Fonterra cuts milk payout
Fonterra's reduced forecast farm-gate milk payout will "come as a shock to farmers" facing a $4 billion pay-cut.
The dairy co-operative has cut its new season forecast to $6 per kg of milk solids, or a total payout of $6.20 to $6.25 including dividends.
While milk supply for the new season is expected to improve once again, total earnings are still likely to come in around $9.7b, excluding dividends.
That is a sharp fall from a bumper return of well over $13b in the latest season, with a final payout estimated at $8.40 per kg, plus a 10c dividend.
ASB and Westpac have forecast the collective income of New Zealand dairy farmers could drop by between $3.8b and $4.3b.
Westpac had revised its forecast to $6 after prices continued to slide at the latest GlobalDairyTrade auction earlier this month.
"This was well below most other forecasts in the market, and will come as a shock to farmers," Westpac chief economist Dominick Stephens said.
Stephens said the final payout remained "very uncertain", with much hinging on future auction results.
"We do expect a very substantial recovery in auction prices, but not until the last quarter of this year," said Stephens. "Presumably, Fonterra's assumptions are similar."
TD Securities head of Asia-Pacific research Annette Beacher said Fonterra's history of downgrades suggested it preferred to make adjustments in smaller increments.
"So we cannot rule out another downgrade in the coming months," she said.
Fonterra chief financial officer chief financial officer Lukas Paravicini said the lower forecast was due to an increase in supply combined with weak demand in some markets.
"This is our best estimate at this time. It does actually include an expectation for global dairy prices to go up somewhat," he said.
"When that will happen and to what extent is very difficult for us to forecast."
Paravicini said underlying demand for dairy and protein was still strong, and Fonterra was confident China would "come back to the market" at some point.
Asked whether last season's bumper return would provide a buffer, Paravicini said some farmers may have already used it to resolve past issues.
Fonterra chairman John Wilson said the drop in returns would have an impact on farmers' cash flows.
"We continue to urge caution with on-farm budgets in light of the continuing volatility in international dairy markets," he said.
The dairy giant opened the season with a solid $7 forecast, which would have been the fourth-highest payout on record.
However, dairy prices have now fallen by a third since January.
The industry's woes have been heightened by a stubbornly high kiwi dollar, which has not fallen in line with commodity prices.
The New Zealand dollar was trading at US85.5c before this afternoon's announcement, and immediately slipped to US85.23c on the news.
However, it is still several cents higher than it was at the beginning of the year, when dairy prices were much stronger.
Paravicini said he supported the Reserve Bank's view that the currency is significantly overvalued.

**DATA SHOWN**
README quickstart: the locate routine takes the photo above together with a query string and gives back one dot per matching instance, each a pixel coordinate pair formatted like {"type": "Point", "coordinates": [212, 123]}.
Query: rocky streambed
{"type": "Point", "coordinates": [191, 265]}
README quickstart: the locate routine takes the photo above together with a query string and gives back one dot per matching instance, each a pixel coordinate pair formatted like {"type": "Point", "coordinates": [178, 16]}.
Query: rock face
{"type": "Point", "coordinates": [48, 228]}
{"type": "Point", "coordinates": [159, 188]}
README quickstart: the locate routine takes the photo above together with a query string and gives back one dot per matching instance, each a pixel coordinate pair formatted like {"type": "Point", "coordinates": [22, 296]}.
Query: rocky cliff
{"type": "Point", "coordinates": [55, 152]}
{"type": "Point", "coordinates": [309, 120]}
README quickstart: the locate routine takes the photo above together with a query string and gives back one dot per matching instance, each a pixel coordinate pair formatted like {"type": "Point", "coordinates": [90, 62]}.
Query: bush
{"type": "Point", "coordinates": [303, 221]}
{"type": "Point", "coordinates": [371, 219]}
--
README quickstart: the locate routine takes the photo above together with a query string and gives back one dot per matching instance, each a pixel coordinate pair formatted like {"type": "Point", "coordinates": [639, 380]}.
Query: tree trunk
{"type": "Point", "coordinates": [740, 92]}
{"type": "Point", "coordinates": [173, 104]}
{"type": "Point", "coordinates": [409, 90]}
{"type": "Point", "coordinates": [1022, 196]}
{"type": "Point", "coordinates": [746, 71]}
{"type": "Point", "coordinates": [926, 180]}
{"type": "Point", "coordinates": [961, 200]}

**EXPLORE THE MATERIAL**
(1) According to the article on Fonterra's milk payout, by how much have dairy prices fallen since January?
(2) Name every person mentioned in the article on Fonterra's milk payout.
(3) From the article on Fonterra's milk payout, reproduce the passage that opens with the words containing "The New Zealand" and closes with "is significantly overvalued.".

**RESULTS FOR THE EXERCISE**
(1) By a third.

(2) Dominick Stephens, Annette Beacher, Lukas Paravicini, John Wilson

(3)
The New Zealand dollar was trading at US85.5c before this afternoon's announcement, and immediately slipped to US85.23c on the news.
However, it is still several cents higher than it was at the beginning of the year, when dairy prices were much stronger.
Paravicini said he supported the Reserve Bank's view that the currency is significantly overvalued.